### Task inputs
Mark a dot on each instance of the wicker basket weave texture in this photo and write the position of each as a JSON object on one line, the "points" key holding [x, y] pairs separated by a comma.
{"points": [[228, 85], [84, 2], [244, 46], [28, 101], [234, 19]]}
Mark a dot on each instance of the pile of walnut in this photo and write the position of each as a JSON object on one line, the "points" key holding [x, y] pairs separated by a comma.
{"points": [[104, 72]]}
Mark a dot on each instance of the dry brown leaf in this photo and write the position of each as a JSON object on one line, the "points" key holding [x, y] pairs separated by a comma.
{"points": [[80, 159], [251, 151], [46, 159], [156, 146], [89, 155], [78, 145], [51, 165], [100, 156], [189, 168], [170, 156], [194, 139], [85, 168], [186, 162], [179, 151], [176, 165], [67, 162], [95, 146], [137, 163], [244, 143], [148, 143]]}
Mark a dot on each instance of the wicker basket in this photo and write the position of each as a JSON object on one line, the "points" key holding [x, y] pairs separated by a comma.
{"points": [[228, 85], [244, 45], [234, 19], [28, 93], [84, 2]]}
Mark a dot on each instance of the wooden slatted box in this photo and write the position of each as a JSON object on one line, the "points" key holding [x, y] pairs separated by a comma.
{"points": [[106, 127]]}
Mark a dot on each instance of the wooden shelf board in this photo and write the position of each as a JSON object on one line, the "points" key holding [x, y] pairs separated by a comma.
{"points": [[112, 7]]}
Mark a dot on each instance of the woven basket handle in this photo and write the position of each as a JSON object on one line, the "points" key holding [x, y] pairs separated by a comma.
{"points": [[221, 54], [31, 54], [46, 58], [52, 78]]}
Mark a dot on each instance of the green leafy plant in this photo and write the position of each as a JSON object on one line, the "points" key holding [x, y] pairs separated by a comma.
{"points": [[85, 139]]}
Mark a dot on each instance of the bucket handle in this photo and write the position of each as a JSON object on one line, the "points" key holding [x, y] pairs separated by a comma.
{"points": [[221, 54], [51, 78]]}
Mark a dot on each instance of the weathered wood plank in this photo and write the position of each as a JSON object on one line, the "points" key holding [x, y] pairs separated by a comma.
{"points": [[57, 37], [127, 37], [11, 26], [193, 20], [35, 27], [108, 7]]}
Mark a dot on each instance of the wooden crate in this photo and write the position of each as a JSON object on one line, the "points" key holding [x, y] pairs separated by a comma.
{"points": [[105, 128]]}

### Work required
Every line, from the one holding "Mark a dot on each instance of the bucket" through the last line of the material above, should be transcribed exactly, and no line outside that range.

### Response to this task
Mark a dot on each instance of the bucket handle in this photo and write the position of each as a JSON object on one line, the "points" key holding [x, y] pairs separated by a comma.
{"points": [[221, 54], [51, 78]]}
Mark a dot on each instance of the weathered wood plank in this photo and write the position of each as a JSON object on one line, the "points" key holding [x, y] pairs separated by a comma.
{"points": [[57, 37], [127, 37], [11, 26], [193, 20], [35, 27], [108, 7]]}
Mark a dot on each instance of the wooden crate in this photo and write the position of each as a JSON object on one line, the "points" key holding [x, y] pairs separated by a comma.
{"points": [[105, 128]]}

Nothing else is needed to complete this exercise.